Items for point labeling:
────────────────
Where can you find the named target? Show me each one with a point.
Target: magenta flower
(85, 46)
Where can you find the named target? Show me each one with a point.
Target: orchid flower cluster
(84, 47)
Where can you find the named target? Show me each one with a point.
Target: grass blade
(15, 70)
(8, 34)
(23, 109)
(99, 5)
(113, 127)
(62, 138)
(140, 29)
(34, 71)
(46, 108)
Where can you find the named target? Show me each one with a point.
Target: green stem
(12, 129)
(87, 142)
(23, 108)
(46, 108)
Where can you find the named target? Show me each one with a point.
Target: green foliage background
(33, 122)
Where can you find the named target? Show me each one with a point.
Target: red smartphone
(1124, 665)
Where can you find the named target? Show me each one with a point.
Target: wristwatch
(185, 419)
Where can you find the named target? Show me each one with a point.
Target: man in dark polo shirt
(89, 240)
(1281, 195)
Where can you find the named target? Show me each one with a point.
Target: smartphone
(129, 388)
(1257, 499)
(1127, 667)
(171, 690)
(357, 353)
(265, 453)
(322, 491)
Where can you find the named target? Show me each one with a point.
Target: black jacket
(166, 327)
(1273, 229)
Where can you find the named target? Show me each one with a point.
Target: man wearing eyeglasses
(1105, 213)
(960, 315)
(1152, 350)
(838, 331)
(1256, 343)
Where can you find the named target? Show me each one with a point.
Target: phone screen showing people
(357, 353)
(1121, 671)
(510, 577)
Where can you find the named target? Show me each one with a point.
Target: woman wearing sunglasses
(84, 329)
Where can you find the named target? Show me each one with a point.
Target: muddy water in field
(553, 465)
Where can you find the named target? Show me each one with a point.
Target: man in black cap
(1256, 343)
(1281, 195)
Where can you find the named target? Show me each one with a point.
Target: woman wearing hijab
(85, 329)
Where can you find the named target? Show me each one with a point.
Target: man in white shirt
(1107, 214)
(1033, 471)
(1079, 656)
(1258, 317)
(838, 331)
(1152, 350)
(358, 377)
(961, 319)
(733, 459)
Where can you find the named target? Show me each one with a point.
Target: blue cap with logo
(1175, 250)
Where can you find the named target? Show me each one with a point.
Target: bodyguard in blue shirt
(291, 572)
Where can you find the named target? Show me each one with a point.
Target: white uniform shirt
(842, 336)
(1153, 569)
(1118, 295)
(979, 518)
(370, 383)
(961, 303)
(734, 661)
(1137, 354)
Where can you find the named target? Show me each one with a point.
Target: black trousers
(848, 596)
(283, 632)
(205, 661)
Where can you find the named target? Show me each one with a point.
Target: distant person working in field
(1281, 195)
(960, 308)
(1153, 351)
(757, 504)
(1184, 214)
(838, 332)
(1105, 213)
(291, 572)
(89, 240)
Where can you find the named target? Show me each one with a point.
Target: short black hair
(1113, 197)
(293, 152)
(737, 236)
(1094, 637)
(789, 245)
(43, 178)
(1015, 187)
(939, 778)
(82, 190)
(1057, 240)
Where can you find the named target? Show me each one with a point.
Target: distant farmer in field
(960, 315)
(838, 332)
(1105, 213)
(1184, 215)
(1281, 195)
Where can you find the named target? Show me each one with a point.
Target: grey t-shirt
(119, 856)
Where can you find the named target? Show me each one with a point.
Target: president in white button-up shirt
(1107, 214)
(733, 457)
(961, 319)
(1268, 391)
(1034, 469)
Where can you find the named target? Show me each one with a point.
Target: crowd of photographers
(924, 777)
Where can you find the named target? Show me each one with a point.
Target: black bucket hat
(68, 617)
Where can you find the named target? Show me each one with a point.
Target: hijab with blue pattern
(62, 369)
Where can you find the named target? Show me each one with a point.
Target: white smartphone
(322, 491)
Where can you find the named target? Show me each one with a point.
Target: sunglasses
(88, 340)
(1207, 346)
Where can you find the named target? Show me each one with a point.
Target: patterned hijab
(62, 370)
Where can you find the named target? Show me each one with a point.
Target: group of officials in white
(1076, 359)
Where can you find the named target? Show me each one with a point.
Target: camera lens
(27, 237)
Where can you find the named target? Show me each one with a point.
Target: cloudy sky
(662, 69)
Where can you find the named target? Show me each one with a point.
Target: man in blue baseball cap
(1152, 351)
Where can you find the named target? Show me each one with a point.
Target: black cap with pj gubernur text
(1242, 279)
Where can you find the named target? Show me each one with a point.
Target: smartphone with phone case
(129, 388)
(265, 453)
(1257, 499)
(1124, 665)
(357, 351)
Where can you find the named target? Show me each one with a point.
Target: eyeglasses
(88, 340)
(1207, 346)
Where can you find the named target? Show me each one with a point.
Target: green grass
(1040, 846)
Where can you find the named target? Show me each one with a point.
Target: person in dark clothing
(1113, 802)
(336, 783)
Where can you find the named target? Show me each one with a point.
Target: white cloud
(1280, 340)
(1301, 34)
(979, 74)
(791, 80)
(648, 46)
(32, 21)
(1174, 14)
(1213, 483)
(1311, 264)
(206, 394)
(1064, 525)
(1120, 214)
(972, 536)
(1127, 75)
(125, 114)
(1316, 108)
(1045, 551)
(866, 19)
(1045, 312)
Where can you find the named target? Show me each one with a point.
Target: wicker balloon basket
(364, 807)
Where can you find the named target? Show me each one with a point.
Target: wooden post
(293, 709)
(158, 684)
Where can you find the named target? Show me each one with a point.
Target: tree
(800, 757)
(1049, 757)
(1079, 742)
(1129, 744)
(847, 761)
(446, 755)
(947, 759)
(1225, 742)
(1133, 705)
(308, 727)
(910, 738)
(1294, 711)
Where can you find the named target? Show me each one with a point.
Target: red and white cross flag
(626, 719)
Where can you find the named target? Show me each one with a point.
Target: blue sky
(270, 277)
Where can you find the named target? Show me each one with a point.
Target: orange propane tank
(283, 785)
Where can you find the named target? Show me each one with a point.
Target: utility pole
────────────────
Written request: Report every line in the items above that contains the word "distant", copying each line in full. Letter case must match.

Finished task:
Target: distant person working in field
Target: distant farmer in field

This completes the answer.